Bacaan:
Liberalisasi distribusi dan pemasaran migas, Pemerintah
lewat RUU Migas berjanji untuk mengikis habis monopoli di PERTAMINA. Namun yang
ditawarkan adalah membuka suatu kesempatan bagi perusahaan swasta lain untuk ikut
berkompetisi dalam distribusi dan pemasaran migas. Sepintas ide ini cukup
menarik, namun ancaman di balik itu sungguh sangat mengerikan. Saat ini yang
paling siap untuk berkompetisi adalah perushaan-perusahaan multinasional
seperti Mobil Oil, Shell, Caltex, Texaco, Unocal, Vico, Total dan lain
sebagainya. Karena mereka yang paling siap, maka mereka yang akan merebut
pangsa pasar distribusi dan pemasaran migas di Indonesia. Maka yang akan
terjadi adalah bergantinya Monopoli Pertamina pada Oligopoli perusahaan
multinasional. Ancaman besarnya modal yang akan masuk pada industri migas di
Indonesia, juga menjadi tidak mendapatkan perhatian pemerintah. Padahal,
dilihat dari rencana investasi yang sedang disiapkan oleh perusahaan
multinasional dan campur tangan mereka lewat lembaga-lembaga keuangan
internasional dalam kebijakan negara, adalah ancaman serius yang patut
diperhatikan semua pihak. [1]
Krisis minyak tanah dan energi lain berdampak pada panjangnya antrian
minyak tanah menjadi pemandangan sehari-hari di seluruh Indonesia. Masyarakat harus antre
berjam-jam hanya untuk mendapatkan minyak tanah. Fakta ini menambah catatan
buruk dari pengelolaan energi yang tidak konsisten. Untuk itu pemerintah
membuat program konversi minyak tanah ke elpiji. Program
konversi minyak tanah ke gas yang digulirkan pemerintah ditentang sejumlah
kalangan. Harga minyak tanah menjadi mahal dan sulit didapat. Warga yang masih
menggunakan minyak tanah tentu merasa terbebani oleh masalah itu. Untuk
menggunakan elpiji terus terang belum berani meski secara ekonomis, penggunaan
elpiji memang lebih efisien dibanding minyak tanah. Karena itu, pemerintah
mulai melakukan konversi ke elpiji yang diketahui lebih bersih dan efisien.
Namun secara kultur, masyarakat kita masih ada yang belum siap mengganti minyak
tanah dengan elpiji.

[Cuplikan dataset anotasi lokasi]
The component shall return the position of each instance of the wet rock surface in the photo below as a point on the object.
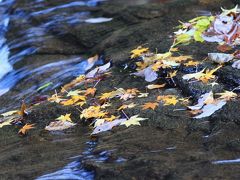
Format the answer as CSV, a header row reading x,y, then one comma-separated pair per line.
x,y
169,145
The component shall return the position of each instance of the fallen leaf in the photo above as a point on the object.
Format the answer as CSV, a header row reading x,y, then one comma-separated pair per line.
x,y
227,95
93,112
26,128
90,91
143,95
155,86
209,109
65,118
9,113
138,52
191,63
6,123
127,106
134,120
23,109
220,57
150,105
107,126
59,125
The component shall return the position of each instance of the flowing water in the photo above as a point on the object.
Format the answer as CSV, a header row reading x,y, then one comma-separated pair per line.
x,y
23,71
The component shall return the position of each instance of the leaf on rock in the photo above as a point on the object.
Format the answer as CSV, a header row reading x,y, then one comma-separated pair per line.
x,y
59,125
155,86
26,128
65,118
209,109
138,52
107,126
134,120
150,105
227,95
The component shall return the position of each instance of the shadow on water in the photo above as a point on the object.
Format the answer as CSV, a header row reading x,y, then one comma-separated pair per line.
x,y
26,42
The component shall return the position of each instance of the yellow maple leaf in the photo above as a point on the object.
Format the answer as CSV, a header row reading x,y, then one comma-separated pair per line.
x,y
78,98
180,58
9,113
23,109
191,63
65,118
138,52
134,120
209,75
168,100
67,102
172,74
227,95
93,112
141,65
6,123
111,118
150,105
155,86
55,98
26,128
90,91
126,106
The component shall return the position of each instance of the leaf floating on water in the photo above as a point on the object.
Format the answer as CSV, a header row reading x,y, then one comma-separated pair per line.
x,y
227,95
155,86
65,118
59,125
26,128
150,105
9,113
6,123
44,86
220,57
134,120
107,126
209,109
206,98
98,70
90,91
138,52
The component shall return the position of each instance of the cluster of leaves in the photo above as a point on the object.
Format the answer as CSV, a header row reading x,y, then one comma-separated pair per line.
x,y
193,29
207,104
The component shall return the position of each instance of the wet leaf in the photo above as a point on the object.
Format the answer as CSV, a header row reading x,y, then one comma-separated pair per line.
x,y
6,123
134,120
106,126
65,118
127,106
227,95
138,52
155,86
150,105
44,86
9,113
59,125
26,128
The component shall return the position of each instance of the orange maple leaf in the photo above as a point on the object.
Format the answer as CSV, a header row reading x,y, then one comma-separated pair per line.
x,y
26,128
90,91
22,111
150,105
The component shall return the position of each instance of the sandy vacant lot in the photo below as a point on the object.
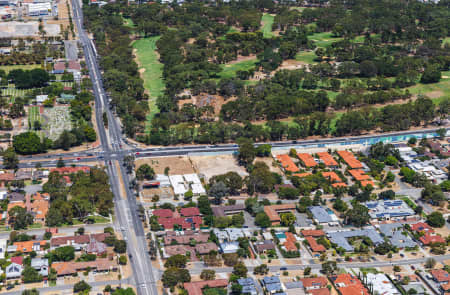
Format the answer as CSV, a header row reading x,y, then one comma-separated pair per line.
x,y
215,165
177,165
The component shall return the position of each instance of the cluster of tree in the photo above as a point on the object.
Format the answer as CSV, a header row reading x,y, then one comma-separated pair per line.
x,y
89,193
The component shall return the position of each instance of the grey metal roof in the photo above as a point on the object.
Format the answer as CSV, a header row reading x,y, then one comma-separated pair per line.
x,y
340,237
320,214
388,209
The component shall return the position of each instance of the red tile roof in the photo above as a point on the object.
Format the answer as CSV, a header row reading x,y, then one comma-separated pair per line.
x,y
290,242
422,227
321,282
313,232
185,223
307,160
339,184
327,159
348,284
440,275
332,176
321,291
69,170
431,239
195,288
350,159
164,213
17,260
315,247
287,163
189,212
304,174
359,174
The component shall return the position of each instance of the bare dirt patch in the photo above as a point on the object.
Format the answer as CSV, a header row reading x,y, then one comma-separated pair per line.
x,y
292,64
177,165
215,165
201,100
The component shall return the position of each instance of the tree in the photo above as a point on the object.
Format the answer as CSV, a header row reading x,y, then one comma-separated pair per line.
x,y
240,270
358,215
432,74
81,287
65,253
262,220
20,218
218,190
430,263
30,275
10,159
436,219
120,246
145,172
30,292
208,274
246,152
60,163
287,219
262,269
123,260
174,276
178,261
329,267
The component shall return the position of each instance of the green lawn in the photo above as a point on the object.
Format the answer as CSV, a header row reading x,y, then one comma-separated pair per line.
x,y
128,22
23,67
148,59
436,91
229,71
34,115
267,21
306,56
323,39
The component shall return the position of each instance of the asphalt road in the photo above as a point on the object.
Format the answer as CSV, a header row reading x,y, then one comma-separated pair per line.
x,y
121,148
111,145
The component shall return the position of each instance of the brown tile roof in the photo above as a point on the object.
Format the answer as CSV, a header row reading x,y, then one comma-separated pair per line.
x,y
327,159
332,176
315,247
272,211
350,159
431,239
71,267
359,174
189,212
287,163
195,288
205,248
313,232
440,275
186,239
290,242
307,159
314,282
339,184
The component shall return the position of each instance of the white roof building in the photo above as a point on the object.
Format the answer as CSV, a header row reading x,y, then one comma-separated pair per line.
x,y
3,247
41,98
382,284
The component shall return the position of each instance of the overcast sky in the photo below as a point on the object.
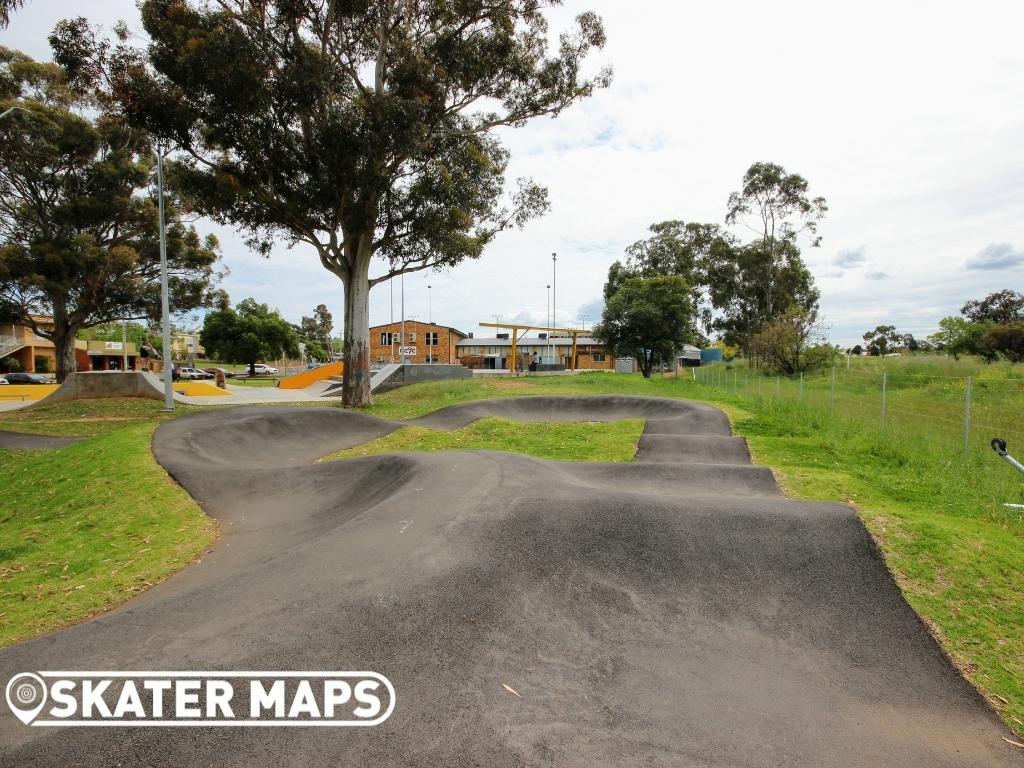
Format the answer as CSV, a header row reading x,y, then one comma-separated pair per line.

Tugas:
1 – Jawab pertanyaan berikut berdasarkan bacaan tentang migas dan minyak tanah.
(a) Perusahaan multinasional mana saja yang disebut paling siap berkompetisi dalam distribusi dan pemasaran migas?
(b) Menurut bacaan, monopoli Pertamina akan berganti menjadi apa?
(c) Program apa yang dibuat pemerintah setelah antrean minyak tanah menjadi pemandangan sehari-hari?
2 – Sajikan bagian entri dari baris yang memuat "of the asphalt" sampai akhir entri sebagai daftar JSON berisi string, satu string untuk setiap baris, tanpa baris kosong. Jangan sertakan gambar dalam jawaban.

Hasil:
1 –
(a) Mobil Oil, Shell, Caltex, Texaco, Unocal, Vico, dan Total.
(b) Oligopoli perusahaan multinasional.
(c) Program konversi minyak tanah ke elpiji.

2 –
[
  "The component shall return the position of each instance of the asphalt road in the photo above as a point on the object.",
  "Format the answer as CSV, a header row reading x,y, then one comma-separated pair per line.",
  "x,y",
  "121,148",
  "111,145",
  "The component shall return the position of each instance of the brown tile roof in the photo above as a point on the object.",
  "Format the answer as CSV, a header row reading x,y, then one comma-separated pair per line.",
  "x,y",
  "327,159",
  "332,176",
  "315,247",
  "272,211",
  "350,159",
  "431,239",
  "71,267",
  "359,174",
  "189,212",
  "287,163",
  "195,288",
  "205,248",
  "313,232",
  "440,275",
  "186,239",
  "290,242",
  "307,159",
  "314,282",
  "339,184",
  "The component shall return the position of each instance of the white roof building in the photo above as a point on the object.",
  "Format the answer as CSV, a header row reading x,y, then one comma-separated pair per line.",
  "x,y",
  "3,247",
  "41,98",
  "382,284",
  "The component shall return the position of each instance of the overcast sky in the photo below as a point on the object.",
  "Format the answer as CSV, a header row reading x,y, then one comma-separated pair per line."
]